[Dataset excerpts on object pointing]
<<<<

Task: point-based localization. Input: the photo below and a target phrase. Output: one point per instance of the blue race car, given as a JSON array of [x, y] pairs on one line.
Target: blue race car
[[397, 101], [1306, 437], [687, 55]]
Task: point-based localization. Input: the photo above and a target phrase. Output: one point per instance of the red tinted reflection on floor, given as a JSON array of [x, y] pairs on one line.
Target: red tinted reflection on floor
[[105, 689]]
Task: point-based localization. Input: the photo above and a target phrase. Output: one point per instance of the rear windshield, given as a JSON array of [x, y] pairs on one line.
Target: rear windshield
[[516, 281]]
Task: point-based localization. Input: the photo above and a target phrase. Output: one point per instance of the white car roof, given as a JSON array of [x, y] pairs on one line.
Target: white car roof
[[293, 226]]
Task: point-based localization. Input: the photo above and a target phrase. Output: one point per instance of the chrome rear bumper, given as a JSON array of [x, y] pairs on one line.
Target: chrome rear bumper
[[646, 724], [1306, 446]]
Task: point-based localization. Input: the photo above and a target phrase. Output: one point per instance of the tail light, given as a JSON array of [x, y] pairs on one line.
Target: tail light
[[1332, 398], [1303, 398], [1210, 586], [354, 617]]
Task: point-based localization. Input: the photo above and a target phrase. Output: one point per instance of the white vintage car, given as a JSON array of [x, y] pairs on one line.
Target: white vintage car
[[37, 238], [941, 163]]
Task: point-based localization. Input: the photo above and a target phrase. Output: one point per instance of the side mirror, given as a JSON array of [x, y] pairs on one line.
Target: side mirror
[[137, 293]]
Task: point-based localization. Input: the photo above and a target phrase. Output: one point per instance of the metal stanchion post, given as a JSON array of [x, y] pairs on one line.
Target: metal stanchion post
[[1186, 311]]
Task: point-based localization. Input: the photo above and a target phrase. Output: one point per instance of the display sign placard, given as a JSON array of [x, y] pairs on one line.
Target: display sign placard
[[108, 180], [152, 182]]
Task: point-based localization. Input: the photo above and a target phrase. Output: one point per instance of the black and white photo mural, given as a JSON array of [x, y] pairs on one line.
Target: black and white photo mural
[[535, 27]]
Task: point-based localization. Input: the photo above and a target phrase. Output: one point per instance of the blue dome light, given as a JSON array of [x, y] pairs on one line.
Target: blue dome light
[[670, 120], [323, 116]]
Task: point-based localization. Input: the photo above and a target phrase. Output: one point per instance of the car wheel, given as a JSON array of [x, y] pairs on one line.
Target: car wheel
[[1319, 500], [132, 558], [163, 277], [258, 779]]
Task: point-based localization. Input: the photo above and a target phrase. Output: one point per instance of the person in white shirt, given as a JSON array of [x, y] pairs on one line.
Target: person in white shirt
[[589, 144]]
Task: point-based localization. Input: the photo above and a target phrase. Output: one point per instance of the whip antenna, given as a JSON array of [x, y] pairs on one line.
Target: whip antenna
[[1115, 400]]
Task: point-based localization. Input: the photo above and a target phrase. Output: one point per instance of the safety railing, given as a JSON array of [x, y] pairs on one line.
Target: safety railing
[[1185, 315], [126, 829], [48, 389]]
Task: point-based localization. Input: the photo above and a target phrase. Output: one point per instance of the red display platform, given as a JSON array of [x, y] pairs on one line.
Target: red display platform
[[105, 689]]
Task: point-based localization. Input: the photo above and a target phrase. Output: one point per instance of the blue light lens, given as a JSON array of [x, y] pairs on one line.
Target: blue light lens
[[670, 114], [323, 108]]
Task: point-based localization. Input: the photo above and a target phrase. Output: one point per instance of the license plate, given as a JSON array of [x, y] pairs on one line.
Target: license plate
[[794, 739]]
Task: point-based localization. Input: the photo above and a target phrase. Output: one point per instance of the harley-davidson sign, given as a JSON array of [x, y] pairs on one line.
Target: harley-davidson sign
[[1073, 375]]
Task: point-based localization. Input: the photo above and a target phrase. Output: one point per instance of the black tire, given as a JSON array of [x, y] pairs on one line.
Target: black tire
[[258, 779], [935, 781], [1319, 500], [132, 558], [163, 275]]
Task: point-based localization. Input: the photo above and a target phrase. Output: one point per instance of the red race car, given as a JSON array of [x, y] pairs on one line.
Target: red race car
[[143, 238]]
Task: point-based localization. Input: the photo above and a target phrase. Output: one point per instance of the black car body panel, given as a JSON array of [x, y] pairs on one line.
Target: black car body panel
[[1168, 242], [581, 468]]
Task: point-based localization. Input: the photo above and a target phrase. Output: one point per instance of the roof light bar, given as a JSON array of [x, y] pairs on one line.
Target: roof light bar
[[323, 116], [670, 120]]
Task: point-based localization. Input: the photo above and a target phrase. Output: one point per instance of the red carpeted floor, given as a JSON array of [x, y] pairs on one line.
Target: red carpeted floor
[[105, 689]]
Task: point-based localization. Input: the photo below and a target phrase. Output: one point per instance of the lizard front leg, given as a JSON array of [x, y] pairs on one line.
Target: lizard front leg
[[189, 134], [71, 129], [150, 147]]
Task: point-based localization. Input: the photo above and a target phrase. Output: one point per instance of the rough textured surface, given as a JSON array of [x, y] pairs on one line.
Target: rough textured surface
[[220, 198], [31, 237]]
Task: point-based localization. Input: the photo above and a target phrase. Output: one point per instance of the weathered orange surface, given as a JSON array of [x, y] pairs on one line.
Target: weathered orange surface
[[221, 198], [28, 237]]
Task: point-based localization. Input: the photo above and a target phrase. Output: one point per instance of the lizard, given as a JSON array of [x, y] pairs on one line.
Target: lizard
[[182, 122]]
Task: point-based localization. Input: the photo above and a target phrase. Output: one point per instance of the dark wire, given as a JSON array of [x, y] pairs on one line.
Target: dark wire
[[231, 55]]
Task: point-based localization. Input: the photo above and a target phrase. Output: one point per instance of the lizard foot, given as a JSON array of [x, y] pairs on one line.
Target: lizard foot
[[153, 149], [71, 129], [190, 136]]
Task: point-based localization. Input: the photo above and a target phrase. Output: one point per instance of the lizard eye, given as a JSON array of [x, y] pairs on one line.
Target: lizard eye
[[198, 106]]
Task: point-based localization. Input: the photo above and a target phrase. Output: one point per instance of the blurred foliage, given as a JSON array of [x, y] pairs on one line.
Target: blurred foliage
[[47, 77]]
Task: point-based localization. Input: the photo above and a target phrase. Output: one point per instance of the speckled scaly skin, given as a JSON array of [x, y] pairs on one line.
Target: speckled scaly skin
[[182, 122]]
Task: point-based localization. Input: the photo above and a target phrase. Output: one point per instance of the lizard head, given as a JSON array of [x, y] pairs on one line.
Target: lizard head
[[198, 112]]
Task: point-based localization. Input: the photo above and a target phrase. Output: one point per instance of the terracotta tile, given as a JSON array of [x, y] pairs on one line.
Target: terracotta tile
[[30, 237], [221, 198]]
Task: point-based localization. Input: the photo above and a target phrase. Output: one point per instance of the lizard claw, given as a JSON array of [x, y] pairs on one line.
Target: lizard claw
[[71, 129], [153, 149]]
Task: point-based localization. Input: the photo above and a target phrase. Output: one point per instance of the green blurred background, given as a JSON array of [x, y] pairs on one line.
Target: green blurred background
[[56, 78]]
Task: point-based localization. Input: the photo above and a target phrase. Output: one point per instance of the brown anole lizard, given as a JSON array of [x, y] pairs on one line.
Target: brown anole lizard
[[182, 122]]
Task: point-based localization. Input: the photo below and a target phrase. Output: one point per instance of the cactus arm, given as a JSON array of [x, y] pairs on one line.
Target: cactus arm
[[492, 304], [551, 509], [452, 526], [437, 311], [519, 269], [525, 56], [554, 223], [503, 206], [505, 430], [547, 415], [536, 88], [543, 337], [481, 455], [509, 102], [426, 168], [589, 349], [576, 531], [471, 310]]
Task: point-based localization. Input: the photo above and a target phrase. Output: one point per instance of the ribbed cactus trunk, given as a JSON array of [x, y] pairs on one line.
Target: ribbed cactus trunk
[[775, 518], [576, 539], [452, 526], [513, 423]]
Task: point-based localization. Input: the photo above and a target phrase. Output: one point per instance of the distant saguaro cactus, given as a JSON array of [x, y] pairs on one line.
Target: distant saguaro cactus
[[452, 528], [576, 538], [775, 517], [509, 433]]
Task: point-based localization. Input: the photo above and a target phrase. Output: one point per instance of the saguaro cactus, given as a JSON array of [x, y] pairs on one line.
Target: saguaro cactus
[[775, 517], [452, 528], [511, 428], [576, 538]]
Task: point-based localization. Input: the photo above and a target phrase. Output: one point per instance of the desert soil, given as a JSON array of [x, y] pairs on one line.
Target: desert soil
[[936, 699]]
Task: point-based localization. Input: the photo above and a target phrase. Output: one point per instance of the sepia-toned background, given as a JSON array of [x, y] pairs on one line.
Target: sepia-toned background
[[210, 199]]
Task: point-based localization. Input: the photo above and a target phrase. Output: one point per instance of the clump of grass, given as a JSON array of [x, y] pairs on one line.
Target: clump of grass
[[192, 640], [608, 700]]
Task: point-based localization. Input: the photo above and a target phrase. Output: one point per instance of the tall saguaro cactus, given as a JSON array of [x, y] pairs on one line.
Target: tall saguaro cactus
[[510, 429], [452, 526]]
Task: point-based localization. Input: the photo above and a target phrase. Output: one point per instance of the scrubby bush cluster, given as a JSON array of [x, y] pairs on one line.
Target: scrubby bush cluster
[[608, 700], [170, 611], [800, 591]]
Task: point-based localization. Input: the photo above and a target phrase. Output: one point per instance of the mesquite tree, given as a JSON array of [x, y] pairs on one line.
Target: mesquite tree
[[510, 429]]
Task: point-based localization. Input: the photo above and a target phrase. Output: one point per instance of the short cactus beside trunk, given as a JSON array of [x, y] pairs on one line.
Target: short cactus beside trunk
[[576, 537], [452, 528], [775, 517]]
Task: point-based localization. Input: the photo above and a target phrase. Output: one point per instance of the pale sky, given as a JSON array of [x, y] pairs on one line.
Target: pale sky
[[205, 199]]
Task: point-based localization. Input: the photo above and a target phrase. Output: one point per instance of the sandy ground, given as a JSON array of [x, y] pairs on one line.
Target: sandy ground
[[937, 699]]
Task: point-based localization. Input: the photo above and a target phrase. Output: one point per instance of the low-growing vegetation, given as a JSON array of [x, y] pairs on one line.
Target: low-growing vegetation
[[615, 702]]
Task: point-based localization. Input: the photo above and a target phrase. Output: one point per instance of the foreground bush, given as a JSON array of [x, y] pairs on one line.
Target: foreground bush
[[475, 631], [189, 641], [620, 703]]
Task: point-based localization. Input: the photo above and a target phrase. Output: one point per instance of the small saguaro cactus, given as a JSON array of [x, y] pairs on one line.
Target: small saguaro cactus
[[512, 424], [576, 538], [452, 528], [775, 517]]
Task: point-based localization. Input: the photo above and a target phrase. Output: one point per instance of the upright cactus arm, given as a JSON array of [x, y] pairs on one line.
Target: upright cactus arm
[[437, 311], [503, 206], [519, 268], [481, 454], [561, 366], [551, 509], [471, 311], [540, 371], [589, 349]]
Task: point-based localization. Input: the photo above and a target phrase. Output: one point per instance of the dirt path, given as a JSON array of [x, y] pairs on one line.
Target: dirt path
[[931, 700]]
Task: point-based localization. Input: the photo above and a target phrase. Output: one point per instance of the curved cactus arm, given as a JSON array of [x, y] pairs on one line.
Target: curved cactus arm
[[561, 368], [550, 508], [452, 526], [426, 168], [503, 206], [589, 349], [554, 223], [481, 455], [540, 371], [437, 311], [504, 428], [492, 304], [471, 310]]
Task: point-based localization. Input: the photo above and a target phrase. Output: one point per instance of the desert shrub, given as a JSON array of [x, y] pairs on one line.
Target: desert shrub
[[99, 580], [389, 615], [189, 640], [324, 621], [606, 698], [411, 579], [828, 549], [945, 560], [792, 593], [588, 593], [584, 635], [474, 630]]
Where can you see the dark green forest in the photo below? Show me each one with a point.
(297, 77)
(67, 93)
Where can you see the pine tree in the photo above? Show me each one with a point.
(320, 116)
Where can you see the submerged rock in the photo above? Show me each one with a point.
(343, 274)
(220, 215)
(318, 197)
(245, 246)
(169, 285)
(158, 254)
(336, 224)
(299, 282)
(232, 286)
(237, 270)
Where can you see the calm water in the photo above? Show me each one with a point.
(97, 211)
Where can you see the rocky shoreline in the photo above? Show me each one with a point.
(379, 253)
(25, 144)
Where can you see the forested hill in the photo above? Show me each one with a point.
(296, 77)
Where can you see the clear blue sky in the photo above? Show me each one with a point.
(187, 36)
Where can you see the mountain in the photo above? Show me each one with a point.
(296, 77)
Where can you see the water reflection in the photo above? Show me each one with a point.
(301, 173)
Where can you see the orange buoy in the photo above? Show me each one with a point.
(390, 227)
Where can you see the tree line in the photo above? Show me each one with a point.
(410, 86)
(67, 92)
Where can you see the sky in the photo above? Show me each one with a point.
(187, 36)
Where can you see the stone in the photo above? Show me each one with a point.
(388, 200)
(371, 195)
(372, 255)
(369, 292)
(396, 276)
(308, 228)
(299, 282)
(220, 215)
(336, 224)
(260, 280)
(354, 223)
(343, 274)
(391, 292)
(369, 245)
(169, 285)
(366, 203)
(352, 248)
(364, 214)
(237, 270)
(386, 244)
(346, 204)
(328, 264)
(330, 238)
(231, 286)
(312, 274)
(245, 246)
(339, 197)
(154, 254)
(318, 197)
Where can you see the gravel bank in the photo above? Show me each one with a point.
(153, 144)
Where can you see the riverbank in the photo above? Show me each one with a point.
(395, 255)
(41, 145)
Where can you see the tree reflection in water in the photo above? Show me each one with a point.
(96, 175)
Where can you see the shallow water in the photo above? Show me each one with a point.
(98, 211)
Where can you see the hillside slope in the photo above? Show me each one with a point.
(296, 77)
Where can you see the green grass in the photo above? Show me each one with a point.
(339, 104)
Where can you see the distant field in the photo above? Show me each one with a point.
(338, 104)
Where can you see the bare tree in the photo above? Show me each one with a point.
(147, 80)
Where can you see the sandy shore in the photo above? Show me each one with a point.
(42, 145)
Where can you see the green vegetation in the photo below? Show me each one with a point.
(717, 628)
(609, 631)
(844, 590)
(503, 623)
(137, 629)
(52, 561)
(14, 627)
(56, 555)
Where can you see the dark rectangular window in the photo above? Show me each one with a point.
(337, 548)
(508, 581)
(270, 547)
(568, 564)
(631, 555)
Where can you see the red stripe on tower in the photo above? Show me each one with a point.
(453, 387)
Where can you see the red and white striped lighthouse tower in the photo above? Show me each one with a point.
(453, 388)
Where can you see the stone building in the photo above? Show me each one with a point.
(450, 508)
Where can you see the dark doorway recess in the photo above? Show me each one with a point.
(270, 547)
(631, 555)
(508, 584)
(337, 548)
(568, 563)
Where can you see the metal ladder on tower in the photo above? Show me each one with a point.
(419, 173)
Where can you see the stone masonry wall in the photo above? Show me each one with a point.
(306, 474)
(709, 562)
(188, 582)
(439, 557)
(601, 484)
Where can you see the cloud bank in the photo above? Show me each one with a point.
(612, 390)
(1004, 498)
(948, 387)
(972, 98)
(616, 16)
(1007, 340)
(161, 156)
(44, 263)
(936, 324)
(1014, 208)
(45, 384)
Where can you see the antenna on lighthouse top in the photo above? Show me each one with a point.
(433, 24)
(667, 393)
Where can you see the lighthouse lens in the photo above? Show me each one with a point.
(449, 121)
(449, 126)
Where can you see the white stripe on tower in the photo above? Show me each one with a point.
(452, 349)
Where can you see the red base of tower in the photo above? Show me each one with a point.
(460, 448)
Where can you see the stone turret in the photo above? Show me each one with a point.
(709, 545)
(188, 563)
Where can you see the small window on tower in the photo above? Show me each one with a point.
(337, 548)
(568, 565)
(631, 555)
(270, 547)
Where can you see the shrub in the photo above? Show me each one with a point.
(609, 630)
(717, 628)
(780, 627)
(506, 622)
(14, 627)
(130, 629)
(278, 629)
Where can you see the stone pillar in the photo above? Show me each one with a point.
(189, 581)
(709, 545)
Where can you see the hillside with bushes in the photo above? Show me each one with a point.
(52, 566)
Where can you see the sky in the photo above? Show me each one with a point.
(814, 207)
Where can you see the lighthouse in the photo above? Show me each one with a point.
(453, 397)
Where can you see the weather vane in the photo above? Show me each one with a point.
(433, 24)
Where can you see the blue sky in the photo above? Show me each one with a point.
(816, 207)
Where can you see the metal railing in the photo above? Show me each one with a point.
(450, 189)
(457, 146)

>>>>

Rewrite the records from the line that has "of the dirt" through the line that has "[[931, 700]]", putting "gravel trail" wherever "dirt path" occurs and keeping everything else the same.

Task: point-based localization. Input: the photo above and a target phrase. Output: one point per instance of the gravel trail, given as a JSON array of [x, y] pairs on one line.
Target: gravel trail
[[931, 700]]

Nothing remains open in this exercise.